Goal of the exercise. When you copy the data, keep every line exactly as written and skip the pictures.

Given data.
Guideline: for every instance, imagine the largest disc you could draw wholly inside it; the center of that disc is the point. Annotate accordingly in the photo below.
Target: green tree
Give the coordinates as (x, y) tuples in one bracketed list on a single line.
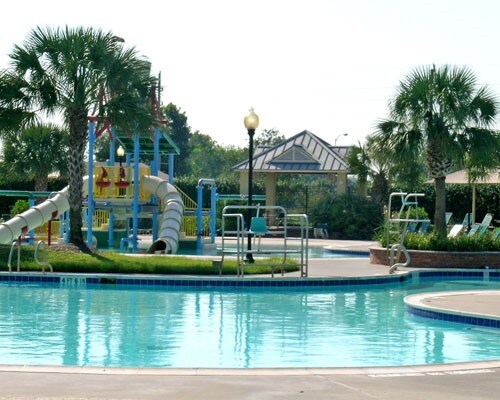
[(269, 137), (359, 164), (36, 152), (208, 159), (442, 113), (78, 72), (181, 134)]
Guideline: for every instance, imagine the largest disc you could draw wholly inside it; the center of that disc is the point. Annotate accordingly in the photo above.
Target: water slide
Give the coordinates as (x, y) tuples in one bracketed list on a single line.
[(35, 216), (170, 223)]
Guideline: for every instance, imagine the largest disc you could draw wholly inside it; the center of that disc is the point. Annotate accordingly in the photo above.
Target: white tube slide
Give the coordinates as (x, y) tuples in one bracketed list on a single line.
[(170, 222), (36, 216)]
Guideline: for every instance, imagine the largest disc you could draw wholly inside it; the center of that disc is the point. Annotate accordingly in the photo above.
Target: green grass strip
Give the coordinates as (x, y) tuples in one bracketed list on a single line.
[(115, 263)]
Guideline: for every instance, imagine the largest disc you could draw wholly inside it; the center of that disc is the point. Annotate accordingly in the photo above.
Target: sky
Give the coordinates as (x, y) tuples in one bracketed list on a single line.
[(328, 66)]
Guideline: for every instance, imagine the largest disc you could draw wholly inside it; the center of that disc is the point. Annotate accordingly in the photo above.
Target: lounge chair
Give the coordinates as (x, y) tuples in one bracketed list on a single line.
[(479, 229), (496, 234), (424, 227), (258, 228), (455, 230), (448, 217)]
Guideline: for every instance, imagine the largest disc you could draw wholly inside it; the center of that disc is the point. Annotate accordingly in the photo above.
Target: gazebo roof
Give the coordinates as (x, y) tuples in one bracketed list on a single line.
[(302, 153)]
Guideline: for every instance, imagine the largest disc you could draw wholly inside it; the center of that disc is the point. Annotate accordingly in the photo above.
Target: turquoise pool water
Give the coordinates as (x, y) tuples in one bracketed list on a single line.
[(108, 325)]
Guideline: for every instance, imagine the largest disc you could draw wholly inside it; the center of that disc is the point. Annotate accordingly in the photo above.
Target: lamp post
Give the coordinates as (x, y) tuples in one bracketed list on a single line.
[(120, 152), (251, 122), (338, 137)]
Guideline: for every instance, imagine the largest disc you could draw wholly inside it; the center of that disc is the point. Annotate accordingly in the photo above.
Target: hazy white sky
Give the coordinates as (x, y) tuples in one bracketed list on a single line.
[(329, 66)]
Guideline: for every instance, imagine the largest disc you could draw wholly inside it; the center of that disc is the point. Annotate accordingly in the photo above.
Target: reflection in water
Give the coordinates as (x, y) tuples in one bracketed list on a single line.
[(113, 326)]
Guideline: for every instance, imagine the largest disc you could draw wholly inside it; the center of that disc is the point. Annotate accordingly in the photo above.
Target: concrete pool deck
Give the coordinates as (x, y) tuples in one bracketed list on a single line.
[(458, 381)]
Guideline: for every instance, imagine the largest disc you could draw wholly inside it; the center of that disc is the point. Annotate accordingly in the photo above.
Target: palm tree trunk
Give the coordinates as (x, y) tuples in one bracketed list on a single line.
[(41, 185), (77, 141), (440, 211)]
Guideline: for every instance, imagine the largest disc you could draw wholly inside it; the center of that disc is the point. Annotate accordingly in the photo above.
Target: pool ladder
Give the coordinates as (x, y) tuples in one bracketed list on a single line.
[(40, 245)]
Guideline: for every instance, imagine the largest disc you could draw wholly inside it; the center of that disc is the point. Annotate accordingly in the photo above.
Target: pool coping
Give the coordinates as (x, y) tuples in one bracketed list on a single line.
[(437, 306), (382, 371)]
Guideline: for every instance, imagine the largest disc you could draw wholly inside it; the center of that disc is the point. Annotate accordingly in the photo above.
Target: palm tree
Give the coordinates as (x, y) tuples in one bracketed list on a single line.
[(442, 113), (78, 72), (36, 152)]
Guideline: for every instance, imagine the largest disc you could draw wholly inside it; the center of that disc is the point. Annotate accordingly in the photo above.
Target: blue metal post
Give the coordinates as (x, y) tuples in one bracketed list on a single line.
[(155, 170), (111, 163), (213, 212), (171, 168), (199, 218), (135, 203), (90, 190), (31, 202)]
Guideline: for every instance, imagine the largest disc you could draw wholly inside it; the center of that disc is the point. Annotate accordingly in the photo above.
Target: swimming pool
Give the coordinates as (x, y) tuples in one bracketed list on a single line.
[(75, 322)]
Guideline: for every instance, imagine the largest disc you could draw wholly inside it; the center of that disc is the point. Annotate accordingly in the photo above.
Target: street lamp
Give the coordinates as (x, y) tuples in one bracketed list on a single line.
[(251, 122), (339, 136), (120, 152)]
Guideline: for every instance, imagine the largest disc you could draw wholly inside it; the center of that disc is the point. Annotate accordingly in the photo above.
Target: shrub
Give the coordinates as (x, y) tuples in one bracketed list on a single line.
[(432, 242), (352, 217)]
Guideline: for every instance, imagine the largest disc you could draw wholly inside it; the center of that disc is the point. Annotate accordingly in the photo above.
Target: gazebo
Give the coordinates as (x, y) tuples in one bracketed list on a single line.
[(304, 153)]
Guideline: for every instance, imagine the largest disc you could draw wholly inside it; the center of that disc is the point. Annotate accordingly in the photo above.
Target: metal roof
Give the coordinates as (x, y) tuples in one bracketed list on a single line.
[(302, 153), (146, 143)]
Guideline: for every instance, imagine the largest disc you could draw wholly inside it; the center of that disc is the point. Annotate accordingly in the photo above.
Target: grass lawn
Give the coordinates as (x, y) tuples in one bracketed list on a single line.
[(115, 263)]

Solved exercise.
Guideline: for every instance, imagine the largest disc you could draw wholly inside it; the center of that disc is the point. Annotate accordingly in the photo below.
Target: green tree
Give the coordinates as (x, y) tuples in one bracketed list on a single line.
[(269, 137), (359, 164), (36, 152), (208, 159), (442, 113), (78, 72), (181, 134)]
Guideline: for every instance, imagine the largest disc you could draw wholly inside it; the center of that disc is the point. Annotate accordingly in the photo above.
Target: water slide
Give the coordinates as (x, y) tuples in one bracketed list on a single line.
[(35, 216), (170, 223)]
Guideline: for every instance, imagine the largest disc you could draw wholly inside it; the center of that disc is the point. Annotate accordingly in the photo above.
Target: white tube slide
Give the coordinates as (x, y) tuples in one bracketed list on a single line.
[(170, 222), (36, 216)]
Guideline: for every instance, imagine the largest disc you could draw wholly inside it; the center of that disc is the point. Annotate accordingly in the photo above.
Target: green grass strip
Give the coordinates as (x, y) tuples in one bracketed list on a single line.
[(115, 263)]
Guideline: for every instance, imagine the largest disc you could draw wholly inside it; the center of that disc is the point. Annotate accordingly in the photo above.
Target: sky
Give the coordinates as (x, y) tuples in one bracketed list on a single line.
[(328, 66)]
Guideline: for every instance, imagine the largest disc you could draw wholly inside it; the center of that disc is the point. Annotate accordingly in the photo above.
Target: lounge chair
Give the coordinates as (x, y) tuples in one bracketed list on a single line.
[(479, 229), (496, 234), (424, 227), (258, 228), (455, 230), (448, 217)]
Guideline: for every instance, imagine the largest disc you could draw wholly inside it; the center of that disc is the point. Annotate accordingly in the photo above.
Target: gazebo roof
Give the coordinates as (x, y) tuples in one bracketed list on a single line.
[(302, 153)]
Guideline: for every instance, imagine the largest disc you could draw wholly inside it; the center of that disc is the point. Annotate accordingly in the photo above.
Target: turquoise pool water
Give the coordinates as (x, y) tuples in one bracketed list on a single line.
[(108, 325)]
Guideline: for every instance, imagine the largest disc you could draw wholly inside it; the center of that disc is the point. Annotate accordingly in the photo above.
Target: lamp post
Give the coordinates as (x, y) tuples in one bracketed list on a single line.
[(120, 152), (251, 122), (338, 137)]
Guideline: for every instance, imagine the largest disc you could draw wholly inside it; the center of that disc is the point. Annotate accordingly in the photo above.
Target: hazy white sky
Give the coordinates as (x, y) tuples in one bracketed list on a single line.
[(329, 66)]
Guideline: for every instance, imagine the largest disc you could draw wholly inside it; the center of that disc is the point. Annotate accordingly in the photo above.
Target: reflection in water
Give the coordinates as (x, y) tuples in one bracketed list on a single line.
[(113, 326)]
Guideline: for every instance, imagine the largest disc you could draw wholly inside it; the center of that disc is the point. Annotate accordingly in the photo above.
Target: concrete pool deck
Give the coordinates as (x, y) tuples in one bracketed list on a single line.
[(458, 381)]
Guideline: for every instance, imagine the largest disc you could draw wholly inside it; the center of that disc is the point. Annotate accordingly in the photo above.
Target: palm tree trunk
Give the coordinates as (x, y) tuples in one bracketed list on a single line.
[(41, 185), (77, 141), (440, 211)]
Guideline: for every instance, imagine the largest disc you could draw wholly inside it; the center of that disc is the point. Annotate accordingly in the photo above.
Target: pool ladder
Give the coordinates as (x, y) tuples in one bracketed list on a single line.
[(40, 245)]
Guideline: for every instance, imagine the largest disc you could draw wholly inside it; the center of that disc is the point. Annotate accordingly in the photo above.
Target: pool coping
Give the coordinates as (x, y) tuples in one bracketed list on a single line.
[(437, 306), (382, 371)]
Guideline: for every instance, imagine the largest disc you could draw wholly inside it; the center of that disc is the point. Annotate accordingly in the photo above.
Target: palm tree
Give the coordinates as (x, y) tuples in one bracketed list on a single line.
[(442, 113), (78, 72), (36, 152)]
Guideline: for every instance, imagine the largest disc you could draw wholly inside it; the center of that disc is the point. Annotate accordingly in the photo above.
Target: blue metal post
Give the coordinates as (x, y) tuples in one bracketed list on a single line.
[(155, 170), (111, 163), (213, 212), (171, 168), (199, 218), (135, 203), (90, 190), (31, 202)]
Guideline: for every instance, imagine the largest disc you could draw wholly inside it; the center of that disc is the point. Annotate accordingly in the photo above.
Target: swimming pool
Give the coordinates as (x, y) tuples in one bracketed list on a single line.
[(75, 322)]
Guideline: for every instance, imagine the largest disc you could draw wholly inside it; the center of that disc is the point. Annotate accordingly in the photo above.
Target: street lamp
Give the coordinates as (x, y) tuples in one bracketed list on a single line.
[(251, 122), (339, 136), (120, 152)]
Guideline: for every instance, imagine the largest disc you could draw wholly inside it; the center of that disc is the point. Annotate accordingly in the photo above.
Target: shrub
Give the coordinates as (x, y) tuples in one bracketed list on a single line.
[(432, 242), (352, 217)]
Guideline: for every instance, imagine the largest disc you could draw wholly inside it; the center of that disc is the point. Annotate accordingly in the photo above.
Target: gazebo
Give the coordinates as (x, y) tuples in one bracketed list on a single line.
[(304, 153)]
Guideline: for every instance, imagine the largest disc you could draw wholly inside it; the center of that disc is the point. Annotate accordingly in the photo above.
Target: metal roof
Give the coordinates as (x, y) tuples in one bracketed list on a single line.
[(302, 153), (146, 143)]
Guideline: for every instance, imagine the largest disc you could draw wholly inside it; the center of that disc is the point. Annotate accordingly in the photo above.
Target: grass lawn
Give the coordinates as (x, y) tuples in one bracketed list on a single line.
[(115, 263)]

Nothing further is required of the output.